Challenge:
Rewrite every line from the one containing "Tag the windshield wiper" through the end of the data, inclusive, requests included. Multiply each x and y coordinate in the answers by 0.7 and round it to a whole number, with halves rounding up, and give only these lines.

Data provided:
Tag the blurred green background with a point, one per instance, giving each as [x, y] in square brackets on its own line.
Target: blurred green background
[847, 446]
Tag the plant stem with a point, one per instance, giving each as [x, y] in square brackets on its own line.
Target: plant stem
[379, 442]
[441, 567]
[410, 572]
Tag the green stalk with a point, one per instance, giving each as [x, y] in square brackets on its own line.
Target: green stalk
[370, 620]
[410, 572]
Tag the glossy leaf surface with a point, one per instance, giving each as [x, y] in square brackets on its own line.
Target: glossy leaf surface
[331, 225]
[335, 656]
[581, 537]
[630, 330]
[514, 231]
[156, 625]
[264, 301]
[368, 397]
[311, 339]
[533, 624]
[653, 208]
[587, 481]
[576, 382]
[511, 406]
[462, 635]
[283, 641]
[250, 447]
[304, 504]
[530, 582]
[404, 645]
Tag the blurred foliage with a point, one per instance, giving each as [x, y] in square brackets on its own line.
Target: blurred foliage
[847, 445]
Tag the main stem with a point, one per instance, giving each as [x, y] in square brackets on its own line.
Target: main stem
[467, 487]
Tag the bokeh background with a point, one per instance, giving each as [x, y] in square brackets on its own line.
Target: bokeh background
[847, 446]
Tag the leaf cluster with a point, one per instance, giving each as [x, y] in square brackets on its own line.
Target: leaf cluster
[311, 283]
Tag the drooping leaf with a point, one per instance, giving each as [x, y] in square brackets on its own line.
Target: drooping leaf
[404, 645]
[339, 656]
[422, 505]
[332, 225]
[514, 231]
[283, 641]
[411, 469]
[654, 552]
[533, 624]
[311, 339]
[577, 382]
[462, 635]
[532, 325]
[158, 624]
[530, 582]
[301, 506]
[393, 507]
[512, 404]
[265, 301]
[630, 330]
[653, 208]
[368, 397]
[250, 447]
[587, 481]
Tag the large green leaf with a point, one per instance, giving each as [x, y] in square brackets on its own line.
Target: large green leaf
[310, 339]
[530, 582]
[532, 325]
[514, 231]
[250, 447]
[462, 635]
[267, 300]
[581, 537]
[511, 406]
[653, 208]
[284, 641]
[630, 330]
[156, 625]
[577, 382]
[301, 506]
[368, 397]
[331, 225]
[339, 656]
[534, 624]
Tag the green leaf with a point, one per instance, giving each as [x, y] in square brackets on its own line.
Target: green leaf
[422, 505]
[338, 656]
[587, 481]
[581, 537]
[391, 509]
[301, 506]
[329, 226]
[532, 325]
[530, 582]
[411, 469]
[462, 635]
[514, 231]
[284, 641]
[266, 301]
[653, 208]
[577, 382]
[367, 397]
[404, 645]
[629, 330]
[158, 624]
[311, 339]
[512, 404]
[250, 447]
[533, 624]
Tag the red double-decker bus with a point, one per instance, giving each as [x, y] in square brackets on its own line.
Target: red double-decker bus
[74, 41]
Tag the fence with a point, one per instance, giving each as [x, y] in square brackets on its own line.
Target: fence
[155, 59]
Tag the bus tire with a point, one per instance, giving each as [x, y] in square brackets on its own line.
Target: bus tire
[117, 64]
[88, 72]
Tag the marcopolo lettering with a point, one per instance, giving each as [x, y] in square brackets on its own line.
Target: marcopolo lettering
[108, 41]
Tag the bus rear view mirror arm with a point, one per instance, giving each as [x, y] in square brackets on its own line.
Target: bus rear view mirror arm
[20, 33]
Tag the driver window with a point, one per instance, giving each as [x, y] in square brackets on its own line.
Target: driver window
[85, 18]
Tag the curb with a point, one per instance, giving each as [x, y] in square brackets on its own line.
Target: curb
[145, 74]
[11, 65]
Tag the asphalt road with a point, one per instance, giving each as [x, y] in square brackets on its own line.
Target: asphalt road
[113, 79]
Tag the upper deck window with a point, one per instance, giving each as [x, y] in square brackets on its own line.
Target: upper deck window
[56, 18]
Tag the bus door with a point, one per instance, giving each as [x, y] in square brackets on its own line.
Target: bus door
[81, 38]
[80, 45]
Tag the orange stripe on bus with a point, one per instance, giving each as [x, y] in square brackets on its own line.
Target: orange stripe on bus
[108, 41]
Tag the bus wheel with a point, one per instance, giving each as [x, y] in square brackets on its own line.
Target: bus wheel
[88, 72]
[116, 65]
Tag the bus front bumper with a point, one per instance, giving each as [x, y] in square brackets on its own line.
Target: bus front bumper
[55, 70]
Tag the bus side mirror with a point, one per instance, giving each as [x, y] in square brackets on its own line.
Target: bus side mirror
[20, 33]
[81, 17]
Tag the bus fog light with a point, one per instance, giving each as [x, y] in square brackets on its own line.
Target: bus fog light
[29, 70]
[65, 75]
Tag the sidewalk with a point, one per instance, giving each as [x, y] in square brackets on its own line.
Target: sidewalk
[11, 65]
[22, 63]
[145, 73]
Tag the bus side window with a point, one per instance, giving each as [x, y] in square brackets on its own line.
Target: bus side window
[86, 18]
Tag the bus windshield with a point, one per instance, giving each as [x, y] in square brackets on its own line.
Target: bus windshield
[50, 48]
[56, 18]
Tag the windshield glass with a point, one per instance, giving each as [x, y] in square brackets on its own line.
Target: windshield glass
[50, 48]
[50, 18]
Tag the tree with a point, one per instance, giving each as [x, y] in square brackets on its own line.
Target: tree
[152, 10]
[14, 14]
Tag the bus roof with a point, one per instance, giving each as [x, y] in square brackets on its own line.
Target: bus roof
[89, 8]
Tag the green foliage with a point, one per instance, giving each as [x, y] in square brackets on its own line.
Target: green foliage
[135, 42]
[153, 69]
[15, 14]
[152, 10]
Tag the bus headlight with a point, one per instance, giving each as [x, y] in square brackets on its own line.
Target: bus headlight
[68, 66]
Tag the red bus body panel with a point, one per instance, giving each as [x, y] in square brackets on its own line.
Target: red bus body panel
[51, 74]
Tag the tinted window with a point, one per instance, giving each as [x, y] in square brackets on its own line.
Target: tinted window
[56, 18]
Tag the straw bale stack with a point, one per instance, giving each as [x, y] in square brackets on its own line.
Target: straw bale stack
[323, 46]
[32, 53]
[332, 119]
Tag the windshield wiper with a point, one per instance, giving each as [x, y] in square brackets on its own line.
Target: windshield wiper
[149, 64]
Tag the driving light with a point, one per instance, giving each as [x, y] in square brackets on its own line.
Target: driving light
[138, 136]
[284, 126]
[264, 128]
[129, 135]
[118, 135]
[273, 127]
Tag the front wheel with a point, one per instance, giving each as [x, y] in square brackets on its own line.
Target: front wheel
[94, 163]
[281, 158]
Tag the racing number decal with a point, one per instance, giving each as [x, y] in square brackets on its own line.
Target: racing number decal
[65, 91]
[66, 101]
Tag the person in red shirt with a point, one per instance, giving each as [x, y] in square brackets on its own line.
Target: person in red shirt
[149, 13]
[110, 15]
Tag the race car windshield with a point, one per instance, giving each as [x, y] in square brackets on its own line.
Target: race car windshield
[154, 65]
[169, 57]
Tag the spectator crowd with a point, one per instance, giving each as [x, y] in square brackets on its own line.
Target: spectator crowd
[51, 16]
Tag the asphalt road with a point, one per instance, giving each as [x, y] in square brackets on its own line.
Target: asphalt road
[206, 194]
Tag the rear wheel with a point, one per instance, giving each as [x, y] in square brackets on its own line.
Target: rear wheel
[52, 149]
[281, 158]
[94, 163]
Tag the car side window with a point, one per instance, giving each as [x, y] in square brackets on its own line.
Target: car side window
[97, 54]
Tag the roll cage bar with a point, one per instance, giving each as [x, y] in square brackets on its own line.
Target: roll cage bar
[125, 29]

Exercise result:
Tag the windshield wiper with a point, one per instance, giving each as [x, y] in square brackets on its own line.
Target: windshield wiper
[104, 45]
Tag the driving light with a point, one per instance, giving each as [x, y] in square brackets on its own line.
Target: driving light
[97, 95]
[199, 88]
[185, 90]
[90, 95]
[83, 95]
[191, 89]
Tag the front wheel with a point, one per instance, giving each as [x, y] in square brackets on its own line.
Target: front wheel
[66, 114]
[197, 111]
Tag the racing number decal with a point, one per instance, giving each as [x, y] in square brackets on its own line.
Target: racing number decal
[46, 64]
[46, 71]
Tag the person in red shirt with a point, one per instance, giving each as [x, y] in square brackets on its own line.
Target: person in red shirt
[104, 9]
[77, 11]
Tag the race car windshield with a point, one per instance, giving each as [x, y] in square brackets on its own line.
Target: race car windshield
[108, 46]
[118, 40]
Tag the spectator crowd with a point, one per instance, giving each as [x, y] in square brackets on its own line.
Target: spectator crowd
[36, 11]
Tag the asphalt road with a point, one per instance, giving each as [x, y] in square brackets on its own line.
Target: asphalt road
[144, 136]
Tag the rear wheel with a point, one per instance, giving each as [x, y] in square brackets on its own line.
Target: rear wheel
[36, 104]
[197, 111]
[66, 114]
Tag the car side window with a point, one per instance, giving each as [x, y] in square brackets on its own line.
Target: car side window
[68, 38]
Tag the roll cage bar with a point, one per instance, giving each as [x, y] in square brackets on its own line.
Target: roll cage bar
[88, 20]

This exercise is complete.